● TASK INSTRUCTIONS
Please copy the stretch from "High Commissioner of" through "Zindzi Mandela (sister)" in the Zenani Mandela profile word for word.

Ambassador of South Africa to South Korea
- Incumbent
- Assumed office October 2019
- President: Cyril Ramaphosa

High Commissioner of South Africa to Mauritius
- In office May 2017 – October 2019
- President: Cyril Ramaphosa

Ambassador of South Africa to Argentina
- In office October 2012 – May 2017
- President: Jacob Zuma
- Preceded by: Tony Leon
- Succeeded by: Vacant

First Lady of South Africa
- In office 10 May 1994 – 18 July 1998 Serving with Zindzi Mandela (sister)
- President: Nelson Mandela (father)
- Preceded by: Marike de Klerk
- Succeeded by: Graça Machel (step-mother)

Personal details
- Born: Zenani Mandela 4 February 1959 (age 67)
- Spouse: Prince Thumbumuzi Dlamini ​ ​(m. 1977; sep. 1990)​
- Children: 4, including Prince Zinhle
- Parent(s): Nelson Mandela Winnie Madikizela-Mandela
- Relatives: Zindzi Mandela-Hlongwane (sister) Thembekile Mandela (half-brother) Makgatho Mandela (half-brother) Makaziwe Mandela (half-sister) Prince Cedza Dlamini (step-son) Zoleka Mandela (niece)

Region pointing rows
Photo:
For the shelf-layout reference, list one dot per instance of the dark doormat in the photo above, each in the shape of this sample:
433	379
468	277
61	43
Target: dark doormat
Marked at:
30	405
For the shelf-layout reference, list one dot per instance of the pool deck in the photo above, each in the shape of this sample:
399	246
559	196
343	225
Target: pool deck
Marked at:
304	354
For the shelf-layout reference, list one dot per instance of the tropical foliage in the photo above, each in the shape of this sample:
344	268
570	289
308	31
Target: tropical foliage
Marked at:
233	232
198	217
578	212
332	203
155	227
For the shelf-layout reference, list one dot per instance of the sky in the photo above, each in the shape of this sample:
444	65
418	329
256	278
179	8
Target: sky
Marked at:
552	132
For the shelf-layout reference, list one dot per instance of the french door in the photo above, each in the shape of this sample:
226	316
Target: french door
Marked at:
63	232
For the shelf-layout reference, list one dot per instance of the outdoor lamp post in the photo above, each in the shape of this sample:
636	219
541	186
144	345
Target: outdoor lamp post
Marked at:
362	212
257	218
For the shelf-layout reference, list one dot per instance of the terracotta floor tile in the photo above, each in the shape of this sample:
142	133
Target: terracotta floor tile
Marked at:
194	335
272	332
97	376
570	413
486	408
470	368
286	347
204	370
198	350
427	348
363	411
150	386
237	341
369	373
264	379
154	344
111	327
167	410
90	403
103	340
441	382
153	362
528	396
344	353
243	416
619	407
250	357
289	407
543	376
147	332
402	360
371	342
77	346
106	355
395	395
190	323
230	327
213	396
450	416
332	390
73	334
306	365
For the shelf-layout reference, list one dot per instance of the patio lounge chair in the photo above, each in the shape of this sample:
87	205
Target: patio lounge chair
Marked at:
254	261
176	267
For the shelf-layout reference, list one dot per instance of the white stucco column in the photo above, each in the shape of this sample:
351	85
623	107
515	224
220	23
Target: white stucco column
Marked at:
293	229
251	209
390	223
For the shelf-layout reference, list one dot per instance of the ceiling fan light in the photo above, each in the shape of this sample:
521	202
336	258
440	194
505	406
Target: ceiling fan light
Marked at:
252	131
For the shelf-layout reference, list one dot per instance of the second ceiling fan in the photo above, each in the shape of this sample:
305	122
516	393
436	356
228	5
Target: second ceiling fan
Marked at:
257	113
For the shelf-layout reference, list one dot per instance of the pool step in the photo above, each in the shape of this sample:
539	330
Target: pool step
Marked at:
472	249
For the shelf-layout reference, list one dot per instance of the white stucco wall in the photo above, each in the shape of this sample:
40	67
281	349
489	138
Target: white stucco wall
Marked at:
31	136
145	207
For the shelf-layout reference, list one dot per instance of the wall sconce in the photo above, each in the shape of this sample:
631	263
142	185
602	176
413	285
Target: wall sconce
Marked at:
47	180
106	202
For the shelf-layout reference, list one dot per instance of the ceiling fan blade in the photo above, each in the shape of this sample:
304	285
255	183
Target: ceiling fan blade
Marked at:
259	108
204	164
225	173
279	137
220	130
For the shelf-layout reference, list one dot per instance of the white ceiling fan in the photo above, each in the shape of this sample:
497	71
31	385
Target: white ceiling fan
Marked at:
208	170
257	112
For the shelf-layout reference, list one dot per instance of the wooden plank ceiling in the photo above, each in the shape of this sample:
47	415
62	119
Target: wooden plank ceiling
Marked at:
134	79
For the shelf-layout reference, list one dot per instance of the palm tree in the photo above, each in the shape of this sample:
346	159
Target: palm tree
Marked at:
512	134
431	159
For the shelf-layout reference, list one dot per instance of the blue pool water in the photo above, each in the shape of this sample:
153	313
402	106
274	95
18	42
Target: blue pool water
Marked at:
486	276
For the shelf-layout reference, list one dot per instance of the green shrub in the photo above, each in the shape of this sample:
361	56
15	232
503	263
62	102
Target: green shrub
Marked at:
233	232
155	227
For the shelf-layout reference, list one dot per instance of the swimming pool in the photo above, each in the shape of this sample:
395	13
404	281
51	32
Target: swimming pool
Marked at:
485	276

● EXERCISE OUTPUT
High Commissioner of South Africa to Mauritius
- In office May 2017 – October 2019
- President: Cyril Ramaphosa

Ambassador of South Africa to Argentina
- In office October 2012 – May 2017
- President: Jacob Zuma
- Preceded by: Tony Leon
- Succeeded by: Vacant

First Lady of South Africa
- In office 10 May 1994 – 18 July 1998 Serving with Zindzi Mandela (sister)